Requirements: Could you reproduce the listing below, starting with the line that contains "the greenhouse interior." and going on through the end of the listing, keeping the notes unchanged but scaling every coordinate in the answers by 1.2 and rounding to whole numbers, with halves rounded up?

Recorded data:
——

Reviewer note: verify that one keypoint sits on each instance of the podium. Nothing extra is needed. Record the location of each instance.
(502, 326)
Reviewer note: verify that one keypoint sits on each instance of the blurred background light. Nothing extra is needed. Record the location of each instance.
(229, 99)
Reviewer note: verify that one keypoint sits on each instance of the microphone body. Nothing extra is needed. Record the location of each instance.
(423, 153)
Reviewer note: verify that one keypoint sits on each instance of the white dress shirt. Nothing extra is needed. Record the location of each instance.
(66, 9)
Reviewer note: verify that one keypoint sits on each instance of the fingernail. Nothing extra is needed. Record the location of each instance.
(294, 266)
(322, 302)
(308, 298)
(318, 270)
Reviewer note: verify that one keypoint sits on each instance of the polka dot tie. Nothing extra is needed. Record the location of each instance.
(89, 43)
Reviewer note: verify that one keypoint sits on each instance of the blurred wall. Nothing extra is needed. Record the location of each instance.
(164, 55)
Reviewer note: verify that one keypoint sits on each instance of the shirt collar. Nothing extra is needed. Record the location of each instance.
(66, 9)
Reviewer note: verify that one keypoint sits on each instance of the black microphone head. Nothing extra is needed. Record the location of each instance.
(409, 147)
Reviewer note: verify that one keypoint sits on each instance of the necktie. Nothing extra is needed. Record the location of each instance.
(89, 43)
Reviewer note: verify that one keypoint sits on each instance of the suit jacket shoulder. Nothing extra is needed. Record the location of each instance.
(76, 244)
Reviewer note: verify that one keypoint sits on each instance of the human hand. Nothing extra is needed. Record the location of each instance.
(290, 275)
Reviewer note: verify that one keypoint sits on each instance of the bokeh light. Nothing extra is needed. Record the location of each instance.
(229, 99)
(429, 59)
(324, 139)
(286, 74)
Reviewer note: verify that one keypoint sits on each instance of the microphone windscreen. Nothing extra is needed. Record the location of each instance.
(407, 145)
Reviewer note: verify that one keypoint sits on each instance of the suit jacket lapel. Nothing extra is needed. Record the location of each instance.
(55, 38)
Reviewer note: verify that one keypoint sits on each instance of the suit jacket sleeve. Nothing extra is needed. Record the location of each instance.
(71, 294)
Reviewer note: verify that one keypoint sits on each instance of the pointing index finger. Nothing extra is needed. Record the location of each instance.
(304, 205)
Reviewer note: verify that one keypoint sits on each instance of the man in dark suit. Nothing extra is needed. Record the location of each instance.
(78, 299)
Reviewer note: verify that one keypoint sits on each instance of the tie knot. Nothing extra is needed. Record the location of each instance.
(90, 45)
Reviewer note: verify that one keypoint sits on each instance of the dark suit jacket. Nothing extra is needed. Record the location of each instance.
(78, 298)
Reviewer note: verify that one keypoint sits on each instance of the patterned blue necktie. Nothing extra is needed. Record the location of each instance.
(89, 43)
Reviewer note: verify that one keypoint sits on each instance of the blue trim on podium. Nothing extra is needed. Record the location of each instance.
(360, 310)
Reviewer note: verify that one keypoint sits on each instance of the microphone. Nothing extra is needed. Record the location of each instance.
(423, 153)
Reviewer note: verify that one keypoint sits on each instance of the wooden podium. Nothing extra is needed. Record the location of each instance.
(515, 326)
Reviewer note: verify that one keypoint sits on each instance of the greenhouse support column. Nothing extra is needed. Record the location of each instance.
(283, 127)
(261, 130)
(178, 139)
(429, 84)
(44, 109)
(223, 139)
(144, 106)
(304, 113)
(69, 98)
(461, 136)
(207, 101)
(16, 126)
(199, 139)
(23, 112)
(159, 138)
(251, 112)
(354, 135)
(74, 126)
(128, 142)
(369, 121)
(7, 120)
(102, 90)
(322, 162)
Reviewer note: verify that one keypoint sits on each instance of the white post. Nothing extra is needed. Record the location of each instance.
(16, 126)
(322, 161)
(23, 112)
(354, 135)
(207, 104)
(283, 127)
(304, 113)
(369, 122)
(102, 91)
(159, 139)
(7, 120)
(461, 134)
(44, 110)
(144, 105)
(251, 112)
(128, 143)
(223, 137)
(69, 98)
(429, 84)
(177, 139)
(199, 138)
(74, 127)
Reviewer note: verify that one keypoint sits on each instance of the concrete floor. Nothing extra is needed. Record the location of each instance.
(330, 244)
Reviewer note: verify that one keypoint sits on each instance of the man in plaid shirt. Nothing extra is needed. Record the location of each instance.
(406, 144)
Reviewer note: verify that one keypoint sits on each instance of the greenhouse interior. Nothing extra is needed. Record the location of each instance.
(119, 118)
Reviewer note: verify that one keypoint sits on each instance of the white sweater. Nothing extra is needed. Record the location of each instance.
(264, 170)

——

Exercise answer:
Reviewer note: verify that one keypoint sits on each instance of the greenhouse interior. Nothing extra is needed. Record the location of each instance.
(143, 142)
Reviewer note: verify that one keypoint sits on each instance of the white sweater. Nothing extra is needed. Record the location of each instance.
(317, 204)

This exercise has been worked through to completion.